# Activity
For each entry, repeat the text exactly and omit any picture it holds.
*** Opening The data ***
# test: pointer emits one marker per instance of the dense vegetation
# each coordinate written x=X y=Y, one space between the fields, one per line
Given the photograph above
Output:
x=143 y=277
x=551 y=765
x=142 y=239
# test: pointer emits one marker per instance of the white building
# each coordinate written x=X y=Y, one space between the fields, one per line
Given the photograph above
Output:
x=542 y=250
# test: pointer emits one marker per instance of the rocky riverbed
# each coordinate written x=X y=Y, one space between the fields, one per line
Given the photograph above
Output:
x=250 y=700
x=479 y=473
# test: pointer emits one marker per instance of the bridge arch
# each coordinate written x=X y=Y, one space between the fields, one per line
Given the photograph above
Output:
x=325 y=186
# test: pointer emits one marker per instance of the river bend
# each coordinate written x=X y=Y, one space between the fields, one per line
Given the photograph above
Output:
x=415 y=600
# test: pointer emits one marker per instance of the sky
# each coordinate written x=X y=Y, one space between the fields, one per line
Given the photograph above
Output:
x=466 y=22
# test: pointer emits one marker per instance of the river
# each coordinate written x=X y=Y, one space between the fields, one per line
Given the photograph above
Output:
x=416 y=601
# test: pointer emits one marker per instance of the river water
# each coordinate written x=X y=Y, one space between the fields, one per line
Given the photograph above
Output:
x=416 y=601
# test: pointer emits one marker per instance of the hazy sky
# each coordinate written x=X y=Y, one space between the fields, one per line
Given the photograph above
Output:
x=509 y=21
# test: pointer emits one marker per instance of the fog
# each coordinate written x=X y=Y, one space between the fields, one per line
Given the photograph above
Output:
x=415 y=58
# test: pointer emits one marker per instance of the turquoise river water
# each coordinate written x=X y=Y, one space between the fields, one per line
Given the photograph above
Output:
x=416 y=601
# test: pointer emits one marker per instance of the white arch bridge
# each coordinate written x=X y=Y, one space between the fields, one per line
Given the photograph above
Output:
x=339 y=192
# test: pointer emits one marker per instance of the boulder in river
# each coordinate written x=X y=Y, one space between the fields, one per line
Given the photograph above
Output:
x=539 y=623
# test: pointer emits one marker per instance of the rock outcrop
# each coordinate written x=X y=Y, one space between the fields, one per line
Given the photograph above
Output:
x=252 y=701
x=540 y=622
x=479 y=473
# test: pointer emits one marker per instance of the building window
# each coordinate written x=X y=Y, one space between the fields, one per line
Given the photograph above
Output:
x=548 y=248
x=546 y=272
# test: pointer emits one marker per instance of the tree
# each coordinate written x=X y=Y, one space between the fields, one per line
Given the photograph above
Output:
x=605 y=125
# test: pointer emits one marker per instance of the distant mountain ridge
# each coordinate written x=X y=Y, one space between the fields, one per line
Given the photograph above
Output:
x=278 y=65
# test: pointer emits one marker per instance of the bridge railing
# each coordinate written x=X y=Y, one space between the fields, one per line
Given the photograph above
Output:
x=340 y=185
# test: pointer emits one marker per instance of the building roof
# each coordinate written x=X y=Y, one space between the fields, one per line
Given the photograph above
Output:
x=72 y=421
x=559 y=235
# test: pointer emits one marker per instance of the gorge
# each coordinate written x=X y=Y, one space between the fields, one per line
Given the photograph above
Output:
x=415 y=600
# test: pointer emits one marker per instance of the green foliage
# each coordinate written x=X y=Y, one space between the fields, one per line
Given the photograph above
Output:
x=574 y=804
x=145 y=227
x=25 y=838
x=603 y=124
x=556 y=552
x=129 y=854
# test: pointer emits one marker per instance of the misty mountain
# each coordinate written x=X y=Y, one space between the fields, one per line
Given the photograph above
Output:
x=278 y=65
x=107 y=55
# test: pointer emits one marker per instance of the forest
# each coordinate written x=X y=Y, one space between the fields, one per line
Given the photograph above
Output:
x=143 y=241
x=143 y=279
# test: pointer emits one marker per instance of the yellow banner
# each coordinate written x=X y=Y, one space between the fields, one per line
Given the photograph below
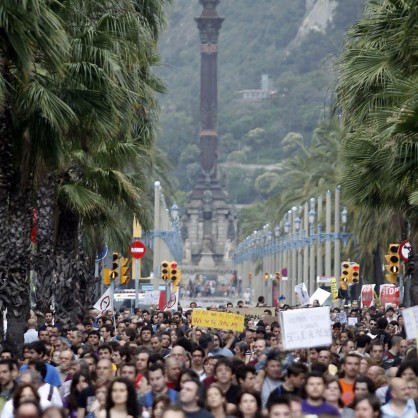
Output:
x=221 y=320
x=334 y=290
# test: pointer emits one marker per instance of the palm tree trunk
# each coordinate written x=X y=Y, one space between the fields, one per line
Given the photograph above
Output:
x=15 y=226
x=18 y=256
x=67 y=278
x=43 y=258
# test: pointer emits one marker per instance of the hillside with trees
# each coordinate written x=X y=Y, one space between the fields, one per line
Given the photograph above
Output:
x=264 y=37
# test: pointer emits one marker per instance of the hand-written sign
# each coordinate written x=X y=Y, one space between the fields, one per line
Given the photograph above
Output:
x=221 y=320
x=410 y=317
x=304 y=328
x=256 y=313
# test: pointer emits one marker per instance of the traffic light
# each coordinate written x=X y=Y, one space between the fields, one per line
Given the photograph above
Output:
x=125 y=270
x=346 y=273
x=173 y=273
x=410 y=267
x=106 y=276
x=355 y=272
x=176 y=283
x=393 y=267
x=165 y=271
x=114 y=274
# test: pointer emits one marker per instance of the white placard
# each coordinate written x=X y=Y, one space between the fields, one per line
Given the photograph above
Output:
x=410 y=318
x=302 y=292
x=105 y=302
x=342 y=317
x=320 y=295
x=304 y=328
x=352 y=321
x=152 y=297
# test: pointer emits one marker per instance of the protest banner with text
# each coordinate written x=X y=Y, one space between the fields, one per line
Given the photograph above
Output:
x=304 y=328
x=219 y=320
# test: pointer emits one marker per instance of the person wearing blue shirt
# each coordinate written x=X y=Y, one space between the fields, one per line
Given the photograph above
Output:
x=37 y=352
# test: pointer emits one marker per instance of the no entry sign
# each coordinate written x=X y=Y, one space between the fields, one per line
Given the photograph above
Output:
x=137 y=249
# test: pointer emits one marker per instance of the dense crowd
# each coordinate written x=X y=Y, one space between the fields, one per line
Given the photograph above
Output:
x=157 y=365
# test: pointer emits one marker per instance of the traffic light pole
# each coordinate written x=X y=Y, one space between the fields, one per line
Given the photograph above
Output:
x=136 y=274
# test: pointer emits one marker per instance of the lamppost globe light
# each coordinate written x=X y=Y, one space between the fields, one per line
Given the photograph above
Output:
x=298 y=221
x=312 y=216
x=174 y=211
x=344 y=216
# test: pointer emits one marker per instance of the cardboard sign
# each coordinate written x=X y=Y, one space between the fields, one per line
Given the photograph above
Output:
x=305 y=328
x=367 y=295
x=105 y=302
x=410 y=317
x=342 y=317
x=152 y=297
x=302 y=292
x=258 y=312
x=220 y=320
x=390 y=294
x=320 y=295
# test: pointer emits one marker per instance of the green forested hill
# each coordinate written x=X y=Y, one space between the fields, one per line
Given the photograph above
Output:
x=257 y=37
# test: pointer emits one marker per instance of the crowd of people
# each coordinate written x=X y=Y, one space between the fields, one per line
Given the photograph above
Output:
x=155 y=364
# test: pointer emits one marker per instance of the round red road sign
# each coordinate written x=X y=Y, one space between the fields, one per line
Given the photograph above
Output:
x=137 y=249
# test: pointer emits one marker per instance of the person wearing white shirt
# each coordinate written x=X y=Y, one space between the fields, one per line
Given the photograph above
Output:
x=31 y=334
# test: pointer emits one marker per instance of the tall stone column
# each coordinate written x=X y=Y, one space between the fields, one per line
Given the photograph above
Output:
x=209 y=23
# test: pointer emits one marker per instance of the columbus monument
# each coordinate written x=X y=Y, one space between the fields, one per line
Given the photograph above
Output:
*** Closing The data ***
# Output
# test: pointer emits one marker per instance of the dense vegetation
# each coordinate written x=X y=Y, one space between the fields, one per line
Given the photograph above
Output:
x=143 y=277
x=551 y=765
x=142 y=239
# test: pointer emits one marker per instance of the white building
# each coordinate written x=X y=Y, one space between the fields, one per line
Given the photograph above
Output:
x=542 y=250
# test: pointer emits one marker per instance of the rocky riverbed
# each coordinate written x=X y=Y, one space between the fields, one per line
Given the photograph above
Output:
x=250 y=700
x=479 y=473
# test: pointer emits one marker per instance of the bridge arch
# each coordinate written x=X y=Y, one space between the fields, one per line
Given the photograph above
Output:
x=325 y=186
# test: pointer emits one marker per instance of the river bend
# each coordinate written x=X y=Y, one space between the fields, one per line
Given the photograph above
Output:
x=415 y=600
# test: pointer emits one marker per instance of the sky
# each coordinate written x=X y=Y, one space between the fields, one per line
Given the photograph above
Output:
x=466 y=22
# test: pointer emits one marker per instance of the river
# each coordinate written x=X y=Y, one space between the fields, one per line
Given the photograph above
Output:
x=416 y=601
# test: pointer emits one marker per instance of the river water
# each coordinate written x=X y=Y, one space between the fields, one per line
Given the photograph above
Output:
x=416 y=601
# test: pointer emits one marker per instance of the hazy sky
# each coordinate written x=X y=Y, one space between the fields, one per line
Given the photograph above
Output:
x=509 y=21
# test: pointer emits one marker per instance of the fog
# each coordinate written x=X y=Y, one space between the fields, one per line
Given the photograph above
Output:
x=415 y=58
# test: pointer emits one marker per instance of the turquoise river water
# each coordinate written x=X y=Y, one space between the fields, one per line
Given the photograph above
Output:
x=416 y=601
# test: pointer emits one marker per instance of the white arch bridge
# each coordinate written x=X y=Y, one space between the fields, one per line
Given the photograph above
Output:
x=339 y=192
# test: pointer emits one marker per instance of the boulder in river
# each coordinate written x=X y=Y, one space between the fields, one per line
Given the photograph above
Output:
x=539 y=623
# test: pointer emits one marker per instance of the rock outcrop
# each coordinate written x=X y=Y, one space between the fields, one per line
Given the photograph above
Output:
x=252 y=701
x=540 y=622
x=479 y=473
# test: pointer emits one marker per instance of the building window
# each coordinate written x=X y=Y, one space between the fields, one per line
Given the photograph above
Output:
x=548 y=248
x=546 y=272
# test: pointer emits one marker per instance of the tree
# each coordinate written x=X y=Y, one space between the fields, one per line
Given the photograph above
Output:
x=605 y=125
# test: pointer emits one marker per instance of the distant mountain ridge
# each coordinate written x=X y=Y, one space between the fields, one per line
Given the photograph above
Output:
x=278 y=65
# test: pointer emits one marker per instance of the bridge railing
# each coordinate written x=X y=Y, one space between the fields, one per line
Given the photograph above
Output:
x=340 y=185
# test: pointer emits one marker per instance of the building roof
# each coordinate written x=X y=Y, one space between the fields, one per line
Given the photograph above
Output:
x=72 y=421
x=559 y=235
# test: pointer emits one marker per instance of the gorge
# each coordinate written x=X y=Y, one space between the fields, one per line
Given the photograph above
Output:
x=415 y=600
# test: pointer emits one marker per instance of the green foliage
# each coordinate written x=X y=Y, one space between the fields, one per line
Given the photograph above
Output:
x=574 y=804
x=145 y=227
x=25 y=838
x=603 y=124
x=556 y=552
x=129 y=854
# test: pointer emits one marker per instance of the misty mountain
# each coordinate written x=X y=Y, one space between the fields, one per line
Given the photograph above
Output:
x=278 y=65
x=107 y=55
# test: pointer emits one marker per instance of the forest
# each coordinate written x=X y=Y, one space between the fields, one per line
Given the photograph above
Output:
x=143 y=241
x=143 y=279
# test: pointer emits one marker per instance of the yellow banner
# each coordinate written x=X y=Y, one space between the fields, one per line
Given the photograph below
Output:
x=221 y=320
x=334 y=290
# test: pointer emits one marker per instance of the palm tree trunk
# each coordinate written x=X y=Y, one space between the fields, one per line
Given the photograph above
Output:
x=15 y=226
x=18 y=256
x=67 y=278
x=43 y=258
# test: pointer emits one marker per instance of the hillside with trees
# each coordinate written x=X y=Y, one space between the fields, one per line
Given the photograph above
Output:
x=264 y=37
# test: pointer emits one marker per instance of the hand-written sign
# each coordinate written x=X y=Y, one space between the fields, one per line
Given the photograph above
Output:
x=221 y=320
x=410 y=317
x=304 y=328
x=256 y=313
# test: pointer emits one marker per instance of the traffic light
# each coordinate written x=X y=Y, one space between the fields, one per line
Given the photograph above
Output:
x=125 y=270
x=346 y=273
x=173 y=273
x=410 y=267
x=106 y=276
x=355 y=272
x=176 y=283
x=393 y=267
x=165 y=271
x=114 y=274
# test: pointer emits one marker per instance of the white placard
# each coordinate written x=X y=Y, one space between the fields, one per line
Given the photograph above
Output:
x=410 y=318
x=302 y=292
x=105 y=302
x=342 y=317
x=320 y=295
x=304 y=328
x=352 y=321
x=152 y=297
# test: pointer emits one marker per instance of the protest banner with text
# each coordinate written x=X y=Y, one space between the fields, one per line
Given the photograph above
Output:
x=304 y=328
x=219 y=320
# test: pointer emits one marker per instance of the person wearing blue shirt
# each coordinate written x=X y=Y, one space between the fields, one per line
Given the photograph above
Output:
x=37 y=352
# test: pointer emits one marker per instance of the no entry sign
# each coordinate written x=X y=Y, one space between the fields, one per line
Given the photograph above
Output:
x=137 y=249
# test: pointer emits one marker per instance of the dense crowd
# each coordinate written x=X y=Y, one space between the fields, one per line
Given the photograph above
Output:
x=157 y=365
# test: pointer emits one marker per instance of the traffic light pole
# each coordinate written x=X y=Y, one space between the fields, one per line
Given the photograph above
Output:
x=136 y=274
# test: pointer emits one marker per instance of the lamppost globe light
# each coordinate written x=X y=Y, one space between the fields, one per line
Given the photograph above
Output:
x=298 y=221
x=312 y=216
x=174 y=211
x=344 y=216
# test: pointer emits one marker per instance of the cardboard sign
# each coordinate written x=X y=Y, one space between the fields, one per line
Given the photograph above
Output:
x=305 y=328
x=367 y=295
x=105 y=302
x=410 y=317
x=342 y=317
x=152 y=297
x=302 y=292
x=258 y=312
x=220 y=320
x=390 y=294
x=320 y=295
# test: pointer emits one marker per instance of the green forested hill
# each coordinate written x=X y=Y, one space between the fields, one per line
Given the photograph above
Output:
x=257 y=37
# test: pointer emits one marker per instance of the crowd of people
# each coordinate written x=X y=Y, one space between the fields, one per line
Given the photograph above
Output:
x=155 y=364
# test: pointer emits one marker per instance of the round red road sign
# each coordinate written x=X y=Y, one space between the fields, one per line
Given the photograph above
Output:
x=137 y=249
# test: pointer emits one marker per instance of the person wearing white shirt
# each coordinate written x=X y=Y, one space between the fields, one per line
Given the photograph above
Output:
x=31 y=334
# test: pointer emits one marker per instance of the tall stone column
# each coordinate written x=X y=Y, one space between the fields, one per line
Given the photograph above
Output:
x=209 y=23
# test: pointer emits one marker per instance of the columbus monument
# each coordinate written x=X y=Y, one space between the fields, one per line
Given the photograph above
Output:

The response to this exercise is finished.